### Ziel
Bitte schreib aus dem Textauszug die Stelle von "Aber nun der" bis einschließlich "ihren Cousinen weggehen." ab.

### Textauszug
= = = = = = =
Montag, 17. Juli 2017
António. - Der erste, mysteriöse Abend (1)
Langsam wird es Zeit IHN zu erwähnen. Den Wandel. Oder auch nur den vermeintlichen Wandel.
Es wird auf jeden Fall Zeit für "unsere" Geschichte. Zumindest den Anfang. Wer weiß ob es nicht ein jähes Ende gibt. Soweit ich mich erinnern kann, hab ich das Thema in meinem ersten Eintrag kurz angeschnitten.

"Er" bekommt jetzt einen Namen. Um es anonym zu gestalten ist sein Name -wie jeder andere Name der hier vorkommt- ebenso anonymisiert.

António.

Er selbst verzichtet bei der Schreibweise Seines Namens auf den Akzent. Ich nicht.

Wir lernten uns im Februar kennen. Wenn man das überhaupt Kennenlernen nennen kann. Ich quatschte ihn volltrunken in Kombination mit Modafinil an.

Aber nun der Tag von Anfang an:
Mein ehemaliger Mitbewohner Alex (Auch dieser Name geändert) wohnte damals noch bei mir. Ich hatte Semesterferien und war auf "Heimaturlaub" meine Mama besuchen. Es war ein Freitag. Alex kam nach seiner Arbeit in meine Heimatstadt, wir wollten abends gemeinsam mit meiner besten Freundin und ihren Cousinen weggehen.
Alex kam also in meine Heimatstadt. Wir machten uns fertig zum Ausgehen. Der erste Abend mit Modafinil und Alkohol für mich außerhalb 4 Wänden. Alex wusste bescheid, er sagte, er kümmere sich schon um mich und sorge dafür, dass ich in einem Stück heim käme. Wir wollten es beide ausprobieren. -Es war bekannt, dass ich ab und an Gedächtnislücken habe, mein Wesen sich veränderte, und ich von jetzt auf gleich alle Leichtsinnigkeit über Bord warf und ein "rationaler Automatismus" einsetzte, bei der Kombination mit Alkohol. Alex wollte auch mal Modafinil ausprobieren (da viele dieses Medikament als 'Smart Drug' verwenden um Leistungsfähiger zu sein.) Mir war alles andere als wohl dabei... Er nahm eine, während ich auf der Toilette war und erwähnte es erst danach... Danke.

So weit so gut. Wir waren noch bei meiner Ma, tranken Sekt und Wein, wollten den Bus um 23 Uhr in die Stadt nehmen...
Das taten wir auch. Ich war schon mehr als gut angetrunken. Ich vertrug noch nie viel Sekt.

Wir trafen uns mit Maria und ihren Cousinen... Alex war bereits seit über einem Jahr Single und ist ein Mann der schüchternen Fraktion. Nicht hässlich, kein Instagram-Model... Ein netter Kerl. Wir versuchten ihm mit einer von Marias Cousinen zu verkuppeln... Es gelang nicht so ganz :D aber gut.... Wir hatten in der ersten Bar einen schön Zeit, unterhielten uns, lachten, hatten Spaß.
= = = = = = =
### Auflistung
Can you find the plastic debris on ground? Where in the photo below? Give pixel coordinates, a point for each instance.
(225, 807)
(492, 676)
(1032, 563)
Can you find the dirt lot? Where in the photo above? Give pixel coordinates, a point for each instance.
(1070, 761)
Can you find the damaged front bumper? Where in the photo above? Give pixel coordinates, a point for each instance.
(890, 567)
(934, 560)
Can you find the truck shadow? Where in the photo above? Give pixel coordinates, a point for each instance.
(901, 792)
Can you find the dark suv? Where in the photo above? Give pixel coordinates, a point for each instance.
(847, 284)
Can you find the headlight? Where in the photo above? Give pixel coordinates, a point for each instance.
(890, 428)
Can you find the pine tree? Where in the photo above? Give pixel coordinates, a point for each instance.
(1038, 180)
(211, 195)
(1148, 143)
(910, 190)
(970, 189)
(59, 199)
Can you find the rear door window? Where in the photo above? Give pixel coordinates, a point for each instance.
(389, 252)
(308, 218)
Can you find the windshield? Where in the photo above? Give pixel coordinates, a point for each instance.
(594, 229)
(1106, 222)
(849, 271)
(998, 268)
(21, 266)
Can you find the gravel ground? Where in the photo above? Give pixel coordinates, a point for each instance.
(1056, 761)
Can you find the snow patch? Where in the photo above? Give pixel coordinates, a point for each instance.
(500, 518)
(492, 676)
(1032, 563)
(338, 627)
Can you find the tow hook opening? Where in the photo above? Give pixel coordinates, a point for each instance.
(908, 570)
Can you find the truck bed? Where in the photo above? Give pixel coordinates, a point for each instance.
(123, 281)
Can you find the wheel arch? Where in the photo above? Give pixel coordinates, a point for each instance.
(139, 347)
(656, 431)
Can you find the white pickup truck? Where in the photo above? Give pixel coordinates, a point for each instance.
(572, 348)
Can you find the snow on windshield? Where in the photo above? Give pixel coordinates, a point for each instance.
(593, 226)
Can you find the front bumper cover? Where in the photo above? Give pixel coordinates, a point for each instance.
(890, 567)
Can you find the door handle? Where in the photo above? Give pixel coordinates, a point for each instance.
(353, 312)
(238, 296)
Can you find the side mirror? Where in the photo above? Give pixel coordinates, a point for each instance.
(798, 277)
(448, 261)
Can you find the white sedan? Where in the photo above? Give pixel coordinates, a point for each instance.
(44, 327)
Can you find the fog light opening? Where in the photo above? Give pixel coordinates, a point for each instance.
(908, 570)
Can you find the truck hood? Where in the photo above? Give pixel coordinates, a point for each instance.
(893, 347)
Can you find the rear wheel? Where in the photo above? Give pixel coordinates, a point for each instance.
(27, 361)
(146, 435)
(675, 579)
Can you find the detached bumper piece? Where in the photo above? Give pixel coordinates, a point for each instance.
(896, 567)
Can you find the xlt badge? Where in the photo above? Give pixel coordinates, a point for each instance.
= = = = = = =
### Ergebnis
Aber nun der Tag von Anfang an:
Mein ehemaliger Mitbewohner Alex (Auch dieser Name geändert) wohnte damals noch bei mir. Ich hatte Semesterferien und war auf "Heimaturlaub" meine Mama besuchen. Es war ein Freitag. Alex kam nach seiner Arbeit in meine Heimatstadt, wir wollten abends gemeinsam mit meiner besten Freundin und ihren Cousinen weggehen.